#### LISTED ENTRIES
:::::

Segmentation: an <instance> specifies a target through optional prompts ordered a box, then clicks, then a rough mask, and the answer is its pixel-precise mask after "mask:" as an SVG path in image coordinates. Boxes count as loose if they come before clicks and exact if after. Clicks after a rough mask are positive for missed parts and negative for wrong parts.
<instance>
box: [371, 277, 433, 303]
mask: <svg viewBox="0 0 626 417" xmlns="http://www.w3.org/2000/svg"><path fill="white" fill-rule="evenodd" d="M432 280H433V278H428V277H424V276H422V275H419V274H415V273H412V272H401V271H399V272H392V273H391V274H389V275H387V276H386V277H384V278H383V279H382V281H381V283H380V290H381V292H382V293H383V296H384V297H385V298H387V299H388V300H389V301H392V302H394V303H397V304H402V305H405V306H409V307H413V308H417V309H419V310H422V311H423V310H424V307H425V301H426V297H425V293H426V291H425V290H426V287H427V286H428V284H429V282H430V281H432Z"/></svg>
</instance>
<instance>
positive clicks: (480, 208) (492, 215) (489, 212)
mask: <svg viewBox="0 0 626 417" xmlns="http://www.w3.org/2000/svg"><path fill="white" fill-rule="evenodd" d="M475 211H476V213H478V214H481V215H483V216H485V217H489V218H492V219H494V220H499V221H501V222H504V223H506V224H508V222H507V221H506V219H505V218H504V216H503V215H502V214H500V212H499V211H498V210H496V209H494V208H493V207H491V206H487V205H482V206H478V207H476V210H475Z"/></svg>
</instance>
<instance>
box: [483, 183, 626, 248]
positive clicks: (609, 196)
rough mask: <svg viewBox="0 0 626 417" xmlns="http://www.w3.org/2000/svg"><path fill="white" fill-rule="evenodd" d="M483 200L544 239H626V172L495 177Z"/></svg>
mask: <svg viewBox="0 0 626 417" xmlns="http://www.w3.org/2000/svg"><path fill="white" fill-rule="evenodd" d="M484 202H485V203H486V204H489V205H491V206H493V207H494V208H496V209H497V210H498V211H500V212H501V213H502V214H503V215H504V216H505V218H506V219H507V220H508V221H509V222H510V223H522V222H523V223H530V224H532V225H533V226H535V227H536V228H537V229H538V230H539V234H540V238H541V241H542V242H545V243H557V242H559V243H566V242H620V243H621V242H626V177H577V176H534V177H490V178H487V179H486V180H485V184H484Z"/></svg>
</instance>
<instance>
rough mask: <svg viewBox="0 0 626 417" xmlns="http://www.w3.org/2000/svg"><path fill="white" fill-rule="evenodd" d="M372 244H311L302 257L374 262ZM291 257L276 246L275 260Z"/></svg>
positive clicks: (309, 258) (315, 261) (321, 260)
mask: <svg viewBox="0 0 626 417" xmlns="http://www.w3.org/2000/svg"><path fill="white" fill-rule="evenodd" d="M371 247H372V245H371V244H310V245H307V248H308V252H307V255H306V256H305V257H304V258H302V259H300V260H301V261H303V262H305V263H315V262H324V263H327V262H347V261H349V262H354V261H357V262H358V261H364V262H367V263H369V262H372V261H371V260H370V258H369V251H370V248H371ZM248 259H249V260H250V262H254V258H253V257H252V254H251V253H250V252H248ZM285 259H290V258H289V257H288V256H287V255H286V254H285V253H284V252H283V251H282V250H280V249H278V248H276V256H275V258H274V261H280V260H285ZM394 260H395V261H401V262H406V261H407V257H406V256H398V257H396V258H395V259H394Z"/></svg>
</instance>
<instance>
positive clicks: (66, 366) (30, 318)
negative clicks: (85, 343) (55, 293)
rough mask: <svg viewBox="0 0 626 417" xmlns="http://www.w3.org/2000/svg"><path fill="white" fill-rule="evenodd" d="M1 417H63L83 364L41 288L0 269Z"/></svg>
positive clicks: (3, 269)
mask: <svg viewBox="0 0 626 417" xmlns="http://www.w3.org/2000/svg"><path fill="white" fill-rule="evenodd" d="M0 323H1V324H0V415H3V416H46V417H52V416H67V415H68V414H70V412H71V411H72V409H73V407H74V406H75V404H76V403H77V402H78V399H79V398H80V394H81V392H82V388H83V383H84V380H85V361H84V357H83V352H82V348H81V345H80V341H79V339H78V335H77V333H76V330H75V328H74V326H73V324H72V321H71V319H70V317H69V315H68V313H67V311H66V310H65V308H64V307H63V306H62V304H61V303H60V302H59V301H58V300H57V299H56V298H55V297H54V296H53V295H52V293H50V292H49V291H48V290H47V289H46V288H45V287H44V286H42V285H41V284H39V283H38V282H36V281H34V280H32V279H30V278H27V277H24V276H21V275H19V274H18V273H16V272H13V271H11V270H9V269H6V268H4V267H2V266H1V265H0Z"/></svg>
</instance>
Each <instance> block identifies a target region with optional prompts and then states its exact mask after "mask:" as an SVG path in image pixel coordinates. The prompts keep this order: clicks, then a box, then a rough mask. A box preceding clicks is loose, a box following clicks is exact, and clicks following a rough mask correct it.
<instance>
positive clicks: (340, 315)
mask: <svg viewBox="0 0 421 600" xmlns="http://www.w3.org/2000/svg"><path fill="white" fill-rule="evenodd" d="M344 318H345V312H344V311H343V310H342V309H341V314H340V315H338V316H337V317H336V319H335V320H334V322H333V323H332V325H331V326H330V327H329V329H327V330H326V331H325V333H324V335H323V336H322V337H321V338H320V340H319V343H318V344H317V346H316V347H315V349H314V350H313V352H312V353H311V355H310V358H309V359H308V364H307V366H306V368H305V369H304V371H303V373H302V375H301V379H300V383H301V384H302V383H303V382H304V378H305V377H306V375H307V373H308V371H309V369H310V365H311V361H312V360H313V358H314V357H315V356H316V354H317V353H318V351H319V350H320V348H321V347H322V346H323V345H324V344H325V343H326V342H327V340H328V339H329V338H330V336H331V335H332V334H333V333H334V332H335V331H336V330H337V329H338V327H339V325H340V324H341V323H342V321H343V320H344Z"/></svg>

:::::

#### WHAT YOU ARE ASKED TO DO
For the string "loose", show each line of the listing where it appears.

#### OUTPUT
Segmentation: an <instance> specifies a target through optional prompts ordered a box, then clicks, then a rough mask, and the answer is its pixel-precise mask after "mask:" as an SVG path in image coordinates. Boxes count as loose if they come before clicks and exact if after. Clicks after a rough mask are positive for missed parts and negative for wrong parts.
Each <instance> block identifies a target region with optional prompts and then states its exact mask after "mask:" as an SVG path in image pixel coordinates. The prompts keep this order: clicks, then a box, then a rough mask. A box preceding clicks is loose, a box following clicks is exact, and clicks following a rough mask correct it.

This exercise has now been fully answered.